** Start Input rows **

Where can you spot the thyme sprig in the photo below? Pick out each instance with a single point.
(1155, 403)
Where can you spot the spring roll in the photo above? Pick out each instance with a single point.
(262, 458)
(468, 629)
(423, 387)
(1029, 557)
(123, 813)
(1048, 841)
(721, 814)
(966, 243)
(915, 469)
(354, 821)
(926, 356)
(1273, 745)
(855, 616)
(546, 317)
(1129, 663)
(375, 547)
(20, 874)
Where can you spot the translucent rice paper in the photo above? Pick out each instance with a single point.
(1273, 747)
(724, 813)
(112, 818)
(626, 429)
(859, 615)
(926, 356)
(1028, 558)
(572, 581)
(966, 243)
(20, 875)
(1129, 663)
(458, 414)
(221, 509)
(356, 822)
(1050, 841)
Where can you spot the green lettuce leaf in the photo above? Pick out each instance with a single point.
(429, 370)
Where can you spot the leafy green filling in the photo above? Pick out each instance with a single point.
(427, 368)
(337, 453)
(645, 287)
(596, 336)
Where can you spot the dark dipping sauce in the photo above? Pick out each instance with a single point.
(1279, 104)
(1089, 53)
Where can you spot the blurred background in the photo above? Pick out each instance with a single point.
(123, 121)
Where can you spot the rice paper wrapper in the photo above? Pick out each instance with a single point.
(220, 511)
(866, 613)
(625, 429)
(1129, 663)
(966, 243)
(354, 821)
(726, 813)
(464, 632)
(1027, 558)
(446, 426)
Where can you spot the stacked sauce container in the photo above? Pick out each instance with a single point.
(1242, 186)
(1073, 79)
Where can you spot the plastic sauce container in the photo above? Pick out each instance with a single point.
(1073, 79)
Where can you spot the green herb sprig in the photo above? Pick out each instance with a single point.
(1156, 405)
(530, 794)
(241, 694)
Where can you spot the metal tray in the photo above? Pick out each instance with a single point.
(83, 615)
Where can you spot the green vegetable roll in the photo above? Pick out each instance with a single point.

** End Input rows **

> _The exercise_
Please present the data above as a Markdown table with the columns "Row" and "Line," numbering each line in order and leaving out any blank lines.

> _Exercise solution_
| Row | Line |
|---|---|
| 1 | Where can you spot the thyme sprig in the photo below? Pick out each instance with a single point. |
| 2 | (1155, 403) |
| 3 | Where can you spot the spring roll in the photo above? Pick out each instance with a single point. |
| 4 | (262, 458) |
| 5 | (468, 629) |
| 6 | (423, 387) |
| 7 | (1029, 557) |
| 8 | (123, 813) |
| 9 | (1048, 841) |
| 10 | (721, 814) |
| 11 | (966, 243) |
| 12 | (915, 469) |
| 13 | (354, 821) |
| 14 | (926, 356) |
| 15 | (1273, 745) |
| 16 | (855, 616) |
| 17 | (546, 317) |
| 18 | (1129, 663) |
| 19 | (375, 547) |
| 20 | (20, 874) |
| 21 | Where can you spot the translucent rice paper in the photo above? Pick out each instance with a single point. |
| 22 | (1273, 747) |
| 23 | (724, 813) |
| 24 | (112, 818) |
| 25 | (626, 429) |
| 26 | (859, 615) |
| 27 | (926, 356) |
| 28 | (1028, 558) |
| 29 | (572, 581) |
| 30 | (966, 243) |
| 31 | (20, 875) |
| 32 | (1129, 663) |
| 33 | (458, 414) |
| 34 | (221, 509) |
| 35 | (356, 822) |
| 36 | (1050, 841) |
| 37 | Where can you spot the green lettuce leaf in the photo above? Pick out each instance with a single point. |
| 38 | (429, 370) |
| 39 | Where can you spot the leafy green filling in the photo above? Pick out each instance with a single point. |
| 40 | (427, 368) |
| 41 | (337, 453) |
| 42 | (645, 287) |
| 43 | (596, 336) |
| 44 | Where can you spot the dark dipping sauce in the photo above? Pick out each instance with a single point. |
| 45 | (1279, 104) |
| 46 | (1089, 53) |
| 47 | Where can you spot the blurred background in the photo above? Pick out each instance with a single point. |
| 48 | (123, 121) |
| 49 | Where can you spot the rice paper wrapper in the photo above? Pick out each instance with a single point. |
| 50 | (220, 511) |
| 51 | (866, 613) |
| 52 | (625, 429) |
| 53 | (1129, 663) |
| 54 | (966, 243) |
| 55 | (354, 821) |
| 56 | (726, 813) |
| 57 | (464, 632) |
| 58 | (1027, 558) |
| 59 | (446, 426) |
| 60 | Where can you spot the stacked sauce container in the photo above? Pick out each instance with a single point. |
| 61 | (1242, 186) |
| 62 | (1073, 79) |
| 63 | Where can you spot the plastic sauce container in the photo above? Pick out each instance with a single point. |
| 64 | (1073, 79) |
| 65 | Where can you spot the green herb sprig in the photo above? Pick out each instance with a single point. |
| 66 | (1156, 405) |
| 67 | (530, 794) |
| 68 | (241, 694) |
| 69 | Where can you spot the metal tray in the photo above? Pick out each instance with a single point. |
| 70 | (83, 615) |
| 71 | Where can you spot the green vegetable roll in the photo above? Pick out each instance with a single point. |